■ **PROVIDED DATA**

***

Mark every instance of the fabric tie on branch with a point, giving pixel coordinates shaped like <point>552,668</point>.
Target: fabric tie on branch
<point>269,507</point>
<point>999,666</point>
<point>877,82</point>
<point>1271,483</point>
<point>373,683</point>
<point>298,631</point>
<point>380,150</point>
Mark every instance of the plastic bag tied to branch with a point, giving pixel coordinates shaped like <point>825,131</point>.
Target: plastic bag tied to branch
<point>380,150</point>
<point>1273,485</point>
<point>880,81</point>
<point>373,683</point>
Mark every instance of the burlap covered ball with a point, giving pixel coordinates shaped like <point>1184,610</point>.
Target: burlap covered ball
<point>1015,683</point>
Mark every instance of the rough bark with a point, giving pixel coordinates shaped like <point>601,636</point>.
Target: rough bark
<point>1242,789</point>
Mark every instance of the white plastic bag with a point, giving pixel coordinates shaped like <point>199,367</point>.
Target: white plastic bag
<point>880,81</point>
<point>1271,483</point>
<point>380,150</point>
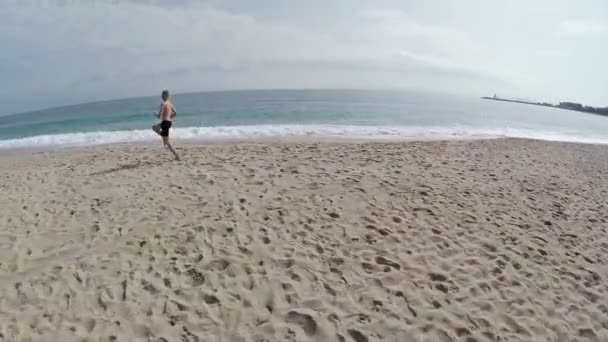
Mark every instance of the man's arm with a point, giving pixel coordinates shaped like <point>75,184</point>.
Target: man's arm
<point>160,110</point>
<point>165,112</point>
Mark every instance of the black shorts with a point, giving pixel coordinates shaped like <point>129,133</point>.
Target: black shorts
<point>165,125</point>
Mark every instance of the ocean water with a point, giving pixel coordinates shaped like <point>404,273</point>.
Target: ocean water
<point>353,114</point>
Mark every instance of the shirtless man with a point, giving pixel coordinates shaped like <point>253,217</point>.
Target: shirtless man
<point>165,113</point>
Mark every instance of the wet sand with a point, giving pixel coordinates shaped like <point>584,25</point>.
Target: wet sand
<point>499,240</point>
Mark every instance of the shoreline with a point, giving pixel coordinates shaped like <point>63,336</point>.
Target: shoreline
<point>276,140</point>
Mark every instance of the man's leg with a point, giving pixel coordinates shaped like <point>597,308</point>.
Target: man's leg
<point>156,129</point>
<point>168,145</point>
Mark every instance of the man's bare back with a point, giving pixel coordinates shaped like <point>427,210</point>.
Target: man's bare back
<point>165,113</point>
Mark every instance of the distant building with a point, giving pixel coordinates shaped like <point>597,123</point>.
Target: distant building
<point>571,106</point>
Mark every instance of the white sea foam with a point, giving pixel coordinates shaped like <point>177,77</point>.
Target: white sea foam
<point>287,131</point>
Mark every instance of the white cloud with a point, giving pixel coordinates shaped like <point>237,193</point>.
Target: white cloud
<point>582,27</point>
<point>55,52</point>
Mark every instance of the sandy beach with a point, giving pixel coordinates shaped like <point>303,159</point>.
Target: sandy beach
<point>497,240</point>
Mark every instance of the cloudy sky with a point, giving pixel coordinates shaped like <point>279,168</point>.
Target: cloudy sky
<point>71,51</point>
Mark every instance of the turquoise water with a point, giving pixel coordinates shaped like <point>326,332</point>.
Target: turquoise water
<point>315,113</point>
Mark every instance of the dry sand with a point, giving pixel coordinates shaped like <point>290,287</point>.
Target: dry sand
<point>501,240</point>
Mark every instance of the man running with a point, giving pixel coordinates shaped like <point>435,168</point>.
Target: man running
<point>166,113</point>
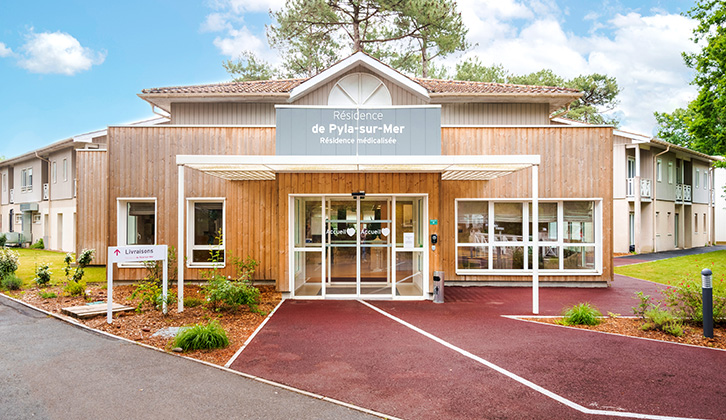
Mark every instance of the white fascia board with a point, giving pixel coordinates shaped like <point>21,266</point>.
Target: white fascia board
<point>637,138</point>
<point>342,66</point>
<point>330,160</point>
<point>88,137</point>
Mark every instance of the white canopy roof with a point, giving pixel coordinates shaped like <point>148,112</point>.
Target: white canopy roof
<point>452,167</point>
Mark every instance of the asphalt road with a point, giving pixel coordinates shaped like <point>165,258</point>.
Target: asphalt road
<point>50,369</point>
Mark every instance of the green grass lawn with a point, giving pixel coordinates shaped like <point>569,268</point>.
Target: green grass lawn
<point>30,258</point>
<point>673,271</point>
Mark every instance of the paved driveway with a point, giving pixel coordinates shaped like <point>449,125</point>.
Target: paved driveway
<point>53,370</point>
<point>464,360</point>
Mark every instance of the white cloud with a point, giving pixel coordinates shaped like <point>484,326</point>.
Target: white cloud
<point>642,52</point>
<point>57,53</point>
<point>5,51</point>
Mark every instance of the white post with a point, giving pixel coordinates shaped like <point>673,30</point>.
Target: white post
<point>535,239</point>
<point>180,252</point>
<point>109,287</point>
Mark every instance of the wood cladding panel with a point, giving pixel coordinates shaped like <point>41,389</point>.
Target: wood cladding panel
<point>151,171</point>
<point>92,203</point>
<point>223,113</point>
<point>494,114</point>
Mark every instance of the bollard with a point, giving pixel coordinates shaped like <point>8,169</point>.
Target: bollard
<point>707,290</point>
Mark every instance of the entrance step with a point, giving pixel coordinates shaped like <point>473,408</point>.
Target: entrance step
<point>94,309</point>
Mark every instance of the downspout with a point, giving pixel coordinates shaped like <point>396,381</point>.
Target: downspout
<point>49,200</point>
<point>655,196</point>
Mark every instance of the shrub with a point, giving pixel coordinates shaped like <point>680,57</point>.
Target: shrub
<point>47,295</point>
<point>662,320</point>
<point>232,294</point>
<point>202,337</point>
<point>152,293</point>
<point>643,306</point>
<point>75,288</point>
<point>686,301</point>
<point>11,282</point>
<point>8,262</point>
<point>42,274</point>
<point>581,314</point>
<point>193,301</point>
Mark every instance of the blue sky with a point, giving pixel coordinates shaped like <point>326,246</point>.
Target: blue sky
<point>71,67</point>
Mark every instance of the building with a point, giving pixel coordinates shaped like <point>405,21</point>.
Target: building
<point>39,191</point>
<point>663,193</point>
<point>359,182</point>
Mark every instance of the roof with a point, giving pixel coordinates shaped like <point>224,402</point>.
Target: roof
<point>429,90</point>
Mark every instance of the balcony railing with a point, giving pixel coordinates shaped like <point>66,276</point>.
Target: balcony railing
<point>645,188</point>
<point>683,193</point>
<point>630,187</point>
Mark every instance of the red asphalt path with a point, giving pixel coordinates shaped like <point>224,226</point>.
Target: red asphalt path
<point>347,351</point>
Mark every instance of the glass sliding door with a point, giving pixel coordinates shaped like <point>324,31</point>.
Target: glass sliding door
<point>347,246</point>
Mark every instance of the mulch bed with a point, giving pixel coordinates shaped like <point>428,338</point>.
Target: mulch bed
<point>632,327</point>
<point>139,326</point>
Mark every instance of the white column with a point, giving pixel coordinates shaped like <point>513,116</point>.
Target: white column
<point>535,239</point>
<point>180,252</point>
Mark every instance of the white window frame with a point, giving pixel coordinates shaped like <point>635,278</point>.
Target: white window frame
<point>190,233</point>
<point>698,178</point>
<point>527,243</point>
<point>659,170</point>
<point>122,218</point>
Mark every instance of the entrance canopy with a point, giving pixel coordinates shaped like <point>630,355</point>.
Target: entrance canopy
<point>451,167</point>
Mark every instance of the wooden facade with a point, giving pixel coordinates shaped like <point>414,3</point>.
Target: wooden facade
<point>257,211</point>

***

■ **WHAT YOU ARE ASKED TO DO**
Reproduce every line of the records above verbatim, from first to last, omitting the pictures.

■ **ANSWER**
Mark every instance of the fabric tie on branch with a point, giving pixel coordinates shaped like <point>552,668</point>.
Target: fabric tie on branch
<point>269,507</point>
<point>999,666</point>
<point>877,82</point>
<point>1271,483</point>
<point>373,683</point>
<point>298,631</point>
<point>380,150</point>
Mark every instance of the plastic bag tied to branch with a point, giving pixel coordinates shaped like <point>825,131</point>.
Target: plastic bag tied to branch
<point>380,150</point>
<point>1273,485</point>
<point>880,81</point>
<point>373,683</point>
Mark every instance of the burlap covered ball with a point, giving pixel coordinates shaped like <point>1184,610</point>.
Target: burlap covered ball
<point>1015,683</point>
Mark every instance of the rough bark with a point, giving pixel coordinates shaped like <point>601,636</point>.
Target: rough bark
<point>1242,789</point>
Mark every instance of the white plastic bag with a point, giving pixel coordinates shaped like <point>199,367</point>.
Target: white plastic bag
<point>880,81</point>
<point>1271,483</point>
<point>380,150</point>
Mark every instance of the man's arm with a point, giving pixel coordinates shaped like <point>75,184</point>.
Target: man's arm
<point>160,110</point>
<point>165,112</point>
Mark every instance of the black shorts with a point, giving pixel coordinates shaped like <point>129,133</point>.
Target: black shorts
<point>165,125</point>
Mark every instance of the ocean water with a point, giving pixel coordinates shaped like <point>404,273</point>.
Target: ocean water
<point>353,114</point>
Mark every instance of the shirtless man with a point, giving pixel coordinates shaped like <point>253,217</point>.
Target: shirtless man
<point>165,113</point>
Mark every instance of the wet sand with a point, giving pixel coordinates shaped like <point>584,25</point>.
Target: wet sand
<point>499,240</point>
Mark every instance of the shoreline with a point, giving pixel coordinates shaped like <point>63,336</point>.
Target: shoreline
<point>276,140</point>
Mark every instance of the man's leg with a point, giving pixel coordinates shaped like <point>597,308</point>.
Target: man's leg
<point>156,129</point>
<point>168,145</point>
Mark every instance of the man's bare back with a point, giving pixel coordinates shaped like <point>427,210</point>.
Target: man's bare back
<point>165,113</point>
Mark every instance of the distant building with a point, giving pixel coordinates shaped like <point>597,123</point>.
Target: distant building
<point>571,106</point>
Mark every instance of the white sea foam with a point, giving pixel coordinates shaped like <point>177,77</point>.
Target: white sea foam
<point>287,131</point>
Mark every instance of the white cloud with a point, giving pixel coordinates shaped like <point>237,193</point>.
Target: white cloud
<point>582,27</point>
<point>55,52</point>
Mark every instance of the sandy beach with a point, giving pixel coordinates shaped like <point>303,159</point>.
Target: sandy beach
<point>497,240</point>
Mark every instance of the cloudy sky with a point, giving pixel coordinates shaped like <point>279,168</point>.
Target: cloudy sky
<point>71,51</point>
Mark every instance of the turquoise water with a point, giving pixel coordinates shaped like <point>326,332</point>.
Target: turquoise water
<point>315,113</point>
Mark every instance of the dry sand with a point, giving pixel coordinates shaped like <point>290,287</point>.
Target: dry sand
<point>501,240</point>
Mark every instance of the man running with a point, giving pixel coordinates shaped like <point>435,168</point>.
Target: man running
<point>166,113</point>
Mark every instance of the white fascia board with a point, giving pixel coordinates shaped like <point>21,266</point>.
Target: white fascia board
<point>637,138</point>
<point>342,66</point>
<point>330,160</point>
<point>88,137</point>
Mark every instance of the white canopy roof with a point, giving pixel coordinates shaped like <point>148,112</point>.
Target: white canopy roof
<point>452,167</point>
Mark every instance of the asphalt road with a point, giving pixel coordinates shaped like <point>165,258</point>.
Target: asphalt road
<point>50,369</point>
Mark every instance of the green grass lawn with a point, giving pixel coordinates shaped like <point>569,268</point>.
Target: green grass lawn
<point>30,258</point>
<point>673,271</point>
Mark every instance of the paved driveway with a point, giving pixel coordinates shaped like <point>449,125</point>.
Target: paved driveway
<point>53,370</point>
<point>464,360</point>
Mark every instance of the white cloud with a point, giving pixel coordinates shaped like <point>484,326</point>.
Target: white cloud
<point>642,52</point>
<point>57,53</point>
<point>5,51</point>
Mark every instance of the white post with a point, giving pixel coordinates shaped like <point>673,30</point>.
Target: white post
<point>535,239</point>
<point>180,252</point>
<point>109,287</point>
Mark every instance of the wood cladding panel with a point, giving pixel coordinates shaped like <point>41,389</point>.
Target: wood cladding panel
<point>151,171</point>
<point>92,203</point>
<point>223,113</point>
<point>494,114</point>
Mark every instance of the bollard with a point, giving pixel coordinates shaped like <point>8,169</point>.
Target: bollard
<point>707,290</point>
Mark every instance of the entrance step with a point, giving pixel coordinates shaped like <point>473,408</point>.
Target: entrance step
<point>94,309</point>
Mark every instance of the downspout with a point, giving pixel coordinates shaped like <point>396,381</point>.
Target: downspout
<point>49,200</point>
<point>655,196</point>
Mark every instance of the shrub with a point, giving pixel coordinates shaped like <point>680,57</point>.
Target: shrub
<point>47,295</point>
<point>662,320</point>
<point>232,294</point>
<point>202,337</point>
<point>152,293</point>
<point>643,306</point>
<point>75,288</point>
<point>686,301</point>
<point>11,282</point>
<point>8,262</point>
<point>42,274</point>
<point>581,314</point>
<point>193,301</point>
Mark every instance of the blue sky with a point, giving pixel coordinates shaped like <point>326,246</point>.
Target: blue sky
<point>71,67</point>
Mark every instance of the building with a point, giving pixel coordinates shaped like <point>405,21</point>.
Target: building
<point>39,191</point>
<point>663,193</point>
<point>359,182</point>
Mark every instance of the roof with a point, giving pixel coordinates shaped like <point>224,402</point>.
Target: roof
<point>429,90</point>
Mark every instance of the balcony railing with a point, giving pixel coordinates shaped like <point>66,276</point>.
Target: balcony railing
<point>645,188</point>
<point>683,193</point>
<point>630,187</point>
Mark every instance of the red asphalt path with a point, giving pixel coordinates shaped like <point>224,226</point>.
Target: red asphalt path
<point>347,351</point>
Mark every instance of the glass sliding door with a point, giving pixel coordinates shaped like <point>324,31</point>.
Target: glass sliding door
<point>347,246</point>
Mark every instance of the mulch bed with a point, giving pixel coordinates shaped like <point>428,338</point>.
Target: mulch bed
<point>632,327</point>
<point>139,326</point>
Mark every instance of the white column with a point, giving pixel coordinates shaped like <point>513,116</point>.
Target: white column
<point>535,239</point>
<point>180,252</point>
Mark every instance of the white window frame with a point, giving pixel coordinates shaped like <point>635,278</point>.
Target: white window frame
<point>190,233</point>
<point>698,178</point>
<point>527,243</point>
<point>659,170</point>
<point>122,218</point>
Mark every instance of the entrance canopy with a point, giving pixel coordinates shaped like <point>630,355</point>.
Target: entrance canopy
<point>451,167</point>
Mark every instance of the wooden facade with a point, giving pixel coordinates shaped like <point>414,3</point>.
Target: wooden facade
<point>257,211</point>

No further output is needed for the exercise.